━━ PROVIDED PASSAGE

Guerilla Archaeology and Graphic Design: Evolving Identity, Engagement and Communication

Kirsty Harding, Graphic Designer and Digital Archaeological Illustrator
Cardiff University

I’m a graphic designer & digital archaeological illustrator. I have a long history with archaeology at Cardiff, having completed my archaeology degree here in 1999. The majority of my work is producing digital artwork (mostly maps, charts, graphs & infographics) for academic publications as well as some typesetting, booklet design and advertising work.  Since 2015, I have also officially been a Guerilla Archaeologist. Guerilla Archaeology is a Cardiff-based collective founded in 2011. It is made up of archaeologists, scientists and artists dedicated to bringing the past alive. 

Infographic designed to disseminate Guerilla Archaeology’s 2018/19 Feast Project engagement success.

━━━━

- WORK ORDER A
Substitute "Swansea" for "Cardiff" in everything from "Kirsty Harding, Graphic" down to "the past alive." in the Guerilla Archaeology profile.
- WORK ORDER B
Answer these questions from the Guerilla Archaeology profile:
(i) In what year did the illustrator complete an archaeology degree?
(ii) In what year was Guerilla Archaeology founded?
(iii) Which project's engagement success was the infographic designed to disseminate?
The lines that follow are separate material and unrelated to the Guerilla Archaeology profile.

━━ INFORMATION PROVIDED

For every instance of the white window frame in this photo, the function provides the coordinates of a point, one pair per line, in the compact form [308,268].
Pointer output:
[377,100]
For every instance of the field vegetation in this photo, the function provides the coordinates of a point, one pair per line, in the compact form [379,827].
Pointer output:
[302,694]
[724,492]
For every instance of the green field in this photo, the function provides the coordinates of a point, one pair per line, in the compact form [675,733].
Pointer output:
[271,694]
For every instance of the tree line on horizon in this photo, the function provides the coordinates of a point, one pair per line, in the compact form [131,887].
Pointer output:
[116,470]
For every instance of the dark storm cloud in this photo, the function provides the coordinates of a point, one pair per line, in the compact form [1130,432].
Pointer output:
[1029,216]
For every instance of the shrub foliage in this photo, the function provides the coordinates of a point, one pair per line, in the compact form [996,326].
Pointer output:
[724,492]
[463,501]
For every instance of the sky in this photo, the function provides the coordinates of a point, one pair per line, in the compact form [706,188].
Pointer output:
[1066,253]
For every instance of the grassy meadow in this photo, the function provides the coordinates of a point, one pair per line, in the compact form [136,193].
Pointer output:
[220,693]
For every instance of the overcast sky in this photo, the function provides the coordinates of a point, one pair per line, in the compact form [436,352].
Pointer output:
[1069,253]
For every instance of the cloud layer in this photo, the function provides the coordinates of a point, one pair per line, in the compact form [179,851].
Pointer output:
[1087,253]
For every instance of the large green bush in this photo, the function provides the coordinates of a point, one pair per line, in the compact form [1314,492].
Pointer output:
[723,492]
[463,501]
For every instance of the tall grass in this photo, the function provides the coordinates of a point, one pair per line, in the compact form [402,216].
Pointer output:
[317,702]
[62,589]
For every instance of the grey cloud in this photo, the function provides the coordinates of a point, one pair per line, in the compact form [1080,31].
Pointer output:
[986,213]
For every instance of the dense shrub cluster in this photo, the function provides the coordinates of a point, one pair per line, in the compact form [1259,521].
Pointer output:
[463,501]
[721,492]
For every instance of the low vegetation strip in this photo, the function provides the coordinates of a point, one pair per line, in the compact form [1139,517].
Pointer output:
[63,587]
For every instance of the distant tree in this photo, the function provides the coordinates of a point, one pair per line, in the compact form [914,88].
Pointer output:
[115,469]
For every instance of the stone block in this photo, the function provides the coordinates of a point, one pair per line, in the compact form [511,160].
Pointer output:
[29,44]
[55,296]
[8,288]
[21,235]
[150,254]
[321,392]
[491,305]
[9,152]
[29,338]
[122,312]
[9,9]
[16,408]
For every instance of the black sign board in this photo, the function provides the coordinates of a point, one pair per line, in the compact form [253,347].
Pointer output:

━━━━

- EXPECTED OUTPUT A
Kirsty Harding, Graphic Designer and Digital Archaeological Illustrator
Swansea University

I’m a graphic designer & digital archaeological illustrator. I have a long history with archaeology at Swansea, having completed my archaeology degree here in 1999. The majority of my work is producing digital artwork (mostly maps, charts, graphs & infographics) for academic publications as well as some typesetting, booklet design and advertising work.  Since 2015, I have also officially been a Guerilla Archaeologist. Guerilla Archaeology is a Swansea-based collective founded in 2011. It is made up of archaeologists, scientists and artists dedicated to bringing the past alive.

- EXPECTED OUTPUT B
(i) 1999
(ii) 2011
(iii) Guerilla Archaeology's 2018/19 Feast Project